--- GOAL OF THE EXERCISE ---
Reproduce the following article about the film The Young Land word for word, with nothing changed or left out.

--- TEXT TO READ ---
* * * * * * * * *
- DVD cover
- Directed by: Ted Tetzlaff
- Screenplay by: Norman S. Hall (as Norman Shannon Hall)
- Story by: John Reese, Frontier Frenzy
- Produced by: Patrick Ford
- Starring: Patrick Wayne Yvonne Craig Dennis Hopper Dan O'Herlihy
- Cinematography: Winton C. Hoch Henry Sharp
- Edited by: Tom McAdoo
- Music by: Dimitri Tiomkin
- Production company: C.V. Whitney Pictures
- Distributed by: Columbia Pictures
- Release date: May 1, 1959;
- Running time: 89 minutes
- Country: United States
- Language: English

= The Young Land =

1959 film by Ted Tetzlaff

The Young Land is a 1959 American Western film directed by Ted Tetzlaff and starring Patrick Wayne, Yvonne Craig, Dennis Hopper and Dan O'Herlihy. The cinematography was by Technicolor developer Winton C. Hoch and Henry Sharp. The film was distributed by Columbia Pictures Corporation.

It is the third and final of only three films produced by Cornelius Vanderbilt Whitney's C.V. Whitney Pictures; the first being The Searchers in 1956 with John Wayne and directed by John Ford, the second being The Missouri Traveler in 1958 with Brandon deWilde and Lee Marvin.

Having previously been featured in a number of his father's films, this was the 20-year-old Wayne's attempt at a leading role while he was still enrolled at Loyola Marymount University, graduating from there in 1961.

The film was scored by Dimitri Tiomkin who earned a nomination for Academy Award for Best Original Song for "Strange Are the Ways of Love" (The Young Land theme) with lyrics by Ned Washington and sung by Randy Sparks.
* * * * * * * * *
Region labeling items
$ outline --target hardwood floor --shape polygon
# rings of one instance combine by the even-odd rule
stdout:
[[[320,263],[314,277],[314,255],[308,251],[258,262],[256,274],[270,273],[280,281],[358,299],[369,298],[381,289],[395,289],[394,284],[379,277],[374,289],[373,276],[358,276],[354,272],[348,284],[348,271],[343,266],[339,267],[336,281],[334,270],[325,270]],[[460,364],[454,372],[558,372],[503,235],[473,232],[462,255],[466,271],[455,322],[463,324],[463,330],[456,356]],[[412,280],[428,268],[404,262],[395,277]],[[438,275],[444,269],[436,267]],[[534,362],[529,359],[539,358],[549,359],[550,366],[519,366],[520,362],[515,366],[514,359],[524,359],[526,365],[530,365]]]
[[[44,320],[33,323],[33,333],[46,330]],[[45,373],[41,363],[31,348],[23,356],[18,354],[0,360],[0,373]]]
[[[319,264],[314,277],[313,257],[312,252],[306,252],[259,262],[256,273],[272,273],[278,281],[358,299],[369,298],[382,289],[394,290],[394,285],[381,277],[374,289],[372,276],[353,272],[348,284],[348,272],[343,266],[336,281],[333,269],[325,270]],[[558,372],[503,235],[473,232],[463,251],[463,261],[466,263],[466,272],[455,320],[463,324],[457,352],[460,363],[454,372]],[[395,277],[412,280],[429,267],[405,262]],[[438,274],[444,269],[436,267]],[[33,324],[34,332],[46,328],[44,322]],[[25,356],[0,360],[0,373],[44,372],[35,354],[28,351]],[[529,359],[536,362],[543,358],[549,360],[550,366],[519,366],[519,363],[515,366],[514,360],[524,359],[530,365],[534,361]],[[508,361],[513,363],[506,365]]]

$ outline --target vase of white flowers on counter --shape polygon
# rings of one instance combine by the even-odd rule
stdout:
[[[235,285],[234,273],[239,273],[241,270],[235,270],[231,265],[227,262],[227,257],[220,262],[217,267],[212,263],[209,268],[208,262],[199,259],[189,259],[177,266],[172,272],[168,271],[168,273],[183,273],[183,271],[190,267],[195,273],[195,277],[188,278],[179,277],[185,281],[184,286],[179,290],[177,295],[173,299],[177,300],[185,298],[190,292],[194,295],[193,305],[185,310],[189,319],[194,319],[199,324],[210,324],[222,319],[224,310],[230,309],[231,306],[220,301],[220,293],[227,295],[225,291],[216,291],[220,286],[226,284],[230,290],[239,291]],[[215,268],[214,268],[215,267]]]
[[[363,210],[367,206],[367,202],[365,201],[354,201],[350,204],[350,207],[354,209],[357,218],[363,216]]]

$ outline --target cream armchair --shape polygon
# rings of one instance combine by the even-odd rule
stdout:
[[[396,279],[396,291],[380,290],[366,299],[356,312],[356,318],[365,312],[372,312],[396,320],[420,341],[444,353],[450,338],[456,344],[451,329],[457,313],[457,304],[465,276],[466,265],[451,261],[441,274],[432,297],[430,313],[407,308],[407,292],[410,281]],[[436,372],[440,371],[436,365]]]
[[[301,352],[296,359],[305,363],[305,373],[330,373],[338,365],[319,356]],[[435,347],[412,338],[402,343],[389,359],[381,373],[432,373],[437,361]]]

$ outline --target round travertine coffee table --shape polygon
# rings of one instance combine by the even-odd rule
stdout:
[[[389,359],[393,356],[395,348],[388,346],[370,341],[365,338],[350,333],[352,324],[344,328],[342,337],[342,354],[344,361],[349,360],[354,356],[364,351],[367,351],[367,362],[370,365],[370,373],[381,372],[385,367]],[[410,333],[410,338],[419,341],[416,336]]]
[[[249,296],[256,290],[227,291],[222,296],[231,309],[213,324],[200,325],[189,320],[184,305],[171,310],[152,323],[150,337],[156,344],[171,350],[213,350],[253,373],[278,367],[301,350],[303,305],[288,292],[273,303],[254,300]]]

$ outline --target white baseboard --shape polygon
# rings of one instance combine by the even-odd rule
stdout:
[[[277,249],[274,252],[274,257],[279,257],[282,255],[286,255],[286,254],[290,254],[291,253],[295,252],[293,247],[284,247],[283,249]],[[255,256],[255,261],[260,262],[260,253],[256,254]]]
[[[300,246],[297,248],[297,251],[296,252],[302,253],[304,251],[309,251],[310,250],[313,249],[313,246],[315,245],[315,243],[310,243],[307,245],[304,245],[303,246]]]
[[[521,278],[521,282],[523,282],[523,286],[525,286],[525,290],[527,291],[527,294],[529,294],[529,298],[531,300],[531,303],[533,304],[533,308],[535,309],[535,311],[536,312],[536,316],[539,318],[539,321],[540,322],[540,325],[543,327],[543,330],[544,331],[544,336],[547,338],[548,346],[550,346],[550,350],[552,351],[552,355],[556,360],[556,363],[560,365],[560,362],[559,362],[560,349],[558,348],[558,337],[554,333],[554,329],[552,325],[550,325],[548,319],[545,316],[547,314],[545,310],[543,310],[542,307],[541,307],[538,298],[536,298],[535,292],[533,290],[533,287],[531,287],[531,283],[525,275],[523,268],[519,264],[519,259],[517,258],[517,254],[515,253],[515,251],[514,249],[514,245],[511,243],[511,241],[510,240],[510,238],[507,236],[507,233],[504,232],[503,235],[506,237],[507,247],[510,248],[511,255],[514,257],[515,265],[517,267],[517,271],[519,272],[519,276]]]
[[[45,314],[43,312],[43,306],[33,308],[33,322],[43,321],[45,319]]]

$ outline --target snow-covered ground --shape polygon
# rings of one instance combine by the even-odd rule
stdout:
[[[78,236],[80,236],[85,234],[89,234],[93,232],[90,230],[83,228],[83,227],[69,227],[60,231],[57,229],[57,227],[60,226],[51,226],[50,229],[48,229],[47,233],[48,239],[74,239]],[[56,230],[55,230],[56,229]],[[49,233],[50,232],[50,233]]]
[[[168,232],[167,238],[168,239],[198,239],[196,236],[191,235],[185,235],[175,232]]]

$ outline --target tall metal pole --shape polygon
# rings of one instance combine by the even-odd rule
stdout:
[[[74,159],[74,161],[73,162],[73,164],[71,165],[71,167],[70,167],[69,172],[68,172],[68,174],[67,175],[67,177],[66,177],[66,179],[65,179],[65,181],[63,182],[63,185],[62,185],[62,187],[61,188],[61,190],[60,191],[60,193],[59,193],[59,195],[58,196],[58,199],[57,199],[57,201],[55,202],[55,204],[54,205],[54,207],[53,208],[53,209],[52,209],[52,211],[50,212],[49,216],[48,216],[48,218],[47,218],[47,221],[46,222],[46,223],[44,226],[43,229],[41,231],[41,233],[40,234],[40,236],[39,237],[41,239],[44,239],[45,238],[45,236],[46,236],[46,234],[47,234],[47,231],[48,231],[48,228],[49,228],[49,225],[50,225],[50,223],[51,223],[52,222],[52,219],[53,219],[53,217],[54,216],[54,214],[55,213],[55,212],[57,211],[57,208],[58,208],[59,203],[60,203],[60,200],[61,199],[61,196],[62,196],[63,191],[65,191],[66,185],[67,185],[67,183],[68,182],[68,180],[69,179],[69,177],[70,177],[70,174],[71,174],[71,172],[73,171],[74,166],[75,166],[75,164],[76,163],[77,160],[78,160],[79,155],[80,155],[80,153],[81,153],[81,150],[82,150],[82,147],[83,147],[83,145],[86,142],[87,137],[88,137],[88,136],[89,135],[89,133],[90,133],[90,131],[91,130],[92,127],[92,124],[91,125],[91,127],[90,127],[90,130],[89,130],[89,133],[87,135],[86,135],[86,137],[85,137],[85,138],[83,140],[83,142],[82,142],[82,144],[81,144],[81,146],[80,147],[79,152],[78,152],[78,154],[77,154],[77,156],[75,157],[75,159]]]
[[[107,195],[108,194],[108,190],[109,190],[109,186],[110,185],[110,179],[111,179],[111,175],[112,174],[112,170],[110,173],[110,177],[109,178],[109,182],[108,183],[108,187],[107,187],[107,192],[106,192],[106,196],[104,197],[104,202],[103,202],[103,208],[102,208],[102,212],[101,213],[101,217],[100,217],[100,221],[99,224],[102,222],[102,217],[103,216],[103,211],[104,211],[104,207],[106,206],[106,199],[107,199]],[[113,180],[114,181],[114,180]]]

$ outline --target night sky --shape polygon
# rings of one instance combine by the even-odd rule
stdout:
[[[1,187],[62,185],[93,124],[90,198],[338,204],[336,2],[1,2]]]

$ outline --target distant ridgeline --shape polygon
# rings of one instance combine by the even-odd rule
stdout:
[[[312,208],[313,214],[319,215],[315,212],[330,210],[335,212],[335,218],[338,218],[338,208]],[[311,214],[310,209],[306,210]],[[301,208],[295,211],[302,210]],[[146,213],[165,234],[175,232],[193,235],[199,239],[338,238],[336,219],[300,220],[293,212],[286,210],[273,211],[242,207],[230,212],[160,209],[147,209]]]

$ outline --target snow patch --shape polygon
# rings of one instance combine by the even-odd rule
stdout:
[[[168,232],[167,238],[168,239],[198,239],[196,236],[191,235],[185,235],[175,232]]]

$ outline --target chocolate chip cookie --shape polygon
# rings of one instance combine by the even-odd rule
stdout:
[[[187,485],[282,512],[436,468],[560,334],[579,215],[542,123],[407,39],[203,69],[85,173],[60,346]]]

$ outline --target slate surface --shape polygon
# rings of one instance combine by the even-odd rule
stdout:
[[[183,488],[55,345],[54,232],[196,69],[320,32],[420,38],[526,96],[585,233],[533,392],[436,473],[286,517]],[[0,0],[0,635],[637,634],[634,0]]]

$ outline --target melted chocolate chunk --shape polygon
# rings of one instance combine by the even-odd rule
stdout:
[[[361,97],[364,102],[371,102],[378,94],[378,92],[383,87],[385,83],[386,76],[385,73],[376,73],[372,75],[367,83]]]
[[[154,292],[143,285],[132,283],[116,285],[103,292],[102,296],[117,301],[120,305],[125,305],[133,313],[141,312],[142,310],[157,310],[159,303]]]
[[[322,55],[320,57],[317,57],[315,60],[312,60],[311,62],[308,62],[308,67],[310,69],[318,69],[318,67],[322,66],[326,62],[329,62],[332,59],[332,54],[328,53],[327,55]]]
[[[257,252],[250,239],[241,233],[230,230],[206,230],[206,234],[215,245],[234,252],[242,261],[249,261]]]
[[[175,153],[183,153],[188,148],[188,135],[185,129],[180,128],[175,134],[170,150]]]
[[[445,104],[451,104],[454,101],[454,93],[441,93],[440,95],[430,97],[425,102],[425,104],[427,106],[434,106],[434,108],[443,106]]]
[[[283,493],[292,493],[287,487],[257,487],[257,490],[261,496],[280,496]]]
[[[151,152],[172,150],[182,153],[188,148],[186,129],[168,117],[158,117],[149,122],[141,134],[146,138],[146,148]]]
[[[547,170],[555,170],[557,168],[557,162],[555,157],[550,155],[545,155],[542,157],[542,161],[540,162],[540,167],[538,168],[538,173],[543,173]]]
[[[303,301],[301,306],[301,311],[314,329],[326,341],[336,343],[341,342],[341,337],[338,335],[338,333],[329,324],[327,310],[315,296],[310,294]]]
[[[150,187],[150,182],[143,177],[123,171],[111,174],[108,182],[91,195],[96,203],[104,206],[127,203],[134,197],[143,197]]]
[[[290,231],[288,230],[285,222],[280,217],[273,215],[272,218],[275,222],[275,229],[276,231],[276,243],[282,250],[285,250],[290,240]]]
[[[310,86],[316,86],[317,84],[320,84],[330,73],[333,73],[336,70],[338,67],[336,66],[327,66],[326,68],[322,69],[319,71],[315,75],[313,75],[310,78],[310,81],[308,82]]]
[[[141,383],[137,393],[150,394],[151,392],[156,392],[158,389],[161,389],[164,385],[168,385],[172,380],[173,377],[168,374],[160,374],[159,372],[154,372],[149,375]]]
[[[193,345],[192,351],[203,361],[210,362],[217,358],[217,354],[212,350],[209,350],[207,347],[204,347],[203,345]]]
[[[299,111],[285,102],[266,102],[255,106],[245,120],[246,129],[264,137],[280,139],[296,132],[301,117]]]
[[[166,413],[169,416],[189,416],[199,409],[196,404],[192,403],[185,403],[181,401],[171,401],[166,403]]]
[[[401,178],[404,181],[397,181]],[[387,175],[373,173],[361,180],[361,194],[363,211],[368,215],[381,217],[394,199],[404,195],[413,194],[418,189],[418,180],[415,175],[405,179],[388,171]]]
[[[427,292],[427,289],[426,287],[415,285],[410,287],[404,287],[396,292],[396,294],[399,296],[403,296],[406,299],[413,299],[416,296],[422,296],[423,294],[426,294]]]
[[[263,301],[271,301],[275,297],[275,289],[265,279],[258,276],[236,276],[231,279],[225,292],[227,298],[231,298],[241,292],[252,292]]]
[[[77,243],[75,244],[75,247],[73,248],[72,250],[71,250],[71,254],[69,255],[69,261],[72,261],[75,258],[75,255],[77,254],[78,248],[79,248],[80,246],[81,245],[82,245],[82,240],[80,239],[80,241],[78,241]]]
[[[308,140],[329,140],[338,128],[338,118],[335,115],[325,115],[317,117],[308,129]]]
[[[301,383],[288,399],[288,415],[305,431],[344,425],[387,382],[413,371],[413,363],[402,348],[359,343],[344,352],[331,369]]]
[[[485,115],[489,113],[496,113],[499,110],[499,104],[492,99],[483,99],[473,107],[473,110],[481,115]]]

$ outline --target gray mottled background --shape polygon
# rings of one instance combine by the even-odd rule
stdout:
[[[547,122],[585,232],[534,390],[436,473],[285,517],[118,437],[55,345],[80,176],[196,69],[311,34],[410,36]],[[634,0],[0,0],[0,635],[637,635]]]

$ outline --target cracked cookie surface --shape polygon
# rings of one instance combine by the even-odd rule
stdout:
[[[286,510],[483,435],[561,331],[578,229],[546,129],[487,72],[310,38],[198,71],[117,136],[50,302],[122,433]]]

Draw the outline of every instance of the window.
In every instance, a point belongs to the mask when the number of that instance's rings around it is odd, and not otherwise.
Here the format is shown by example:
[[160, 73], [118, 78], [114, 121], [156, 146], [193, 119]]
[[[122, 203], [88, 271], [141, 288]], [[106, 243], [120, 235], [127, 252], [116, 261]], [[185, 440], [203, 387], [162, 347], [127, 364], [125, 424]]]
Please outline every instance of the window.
* * * * * * * * *
--- SOLUTION ---
- DVD cover
- Directed by: Ted Tetzlaff
- Screenplay by: Norman S. Hall (as Norman Shannon Hall)
- Story by: John Reese, Frontier Frenzy
- Produced by: Patrick Ford
- Starring: Patrick Wayne Yvonne Craig Dennis Hopper Dan O'Herlihy
- Cinematography: Winton C. Hoch Henry Sharp
- Edited by: Tom McAdoo
- Music by: Dimitri Tiomkin
- Production company: C.V. Whitney Pictures
- Distributed by: Columbia Pictures
- Release date: May 1, 1959;
- Running time: 89 minutes
- Country: United States
- Language: English

= The Young Land =

1959 film by Ted Tetzlaff

The Young Land is a 1959 American Western film directed by Ted Tetzlaff and starring Patrick Wayne, Yvonne Craig, Dennis Hopper and Dan O'Herlihy. The cinematography was by Technicolor developer Winton C. Hoch and Henry Sharp. The film was distributed by Columbia Pictures Corporation.

It is the third and final of only three films produced by Cornelius Vanderbilt Whitney's C.V. Whitney Pictures; the first being The Searchers in 1956 with John Wayne and directed by John Ford, the second being The Missouri Traveler in 1958 with Brandon deWilde and Lee Marvin.

Having previously been featured in a number of his father's films, this was the 20-year-old Wayne's attempt at a leading role while he was still enrolled at Loyola Marymount University, graduating from there in 1961.

The film was scored by Dimitri Tiomkin who earned a nomination for Academy Award for Best Original Song for "Strange Are the Ways of Love" (The Young Land theme) with lyrics by Ned Washington and sung by Randy Sparks.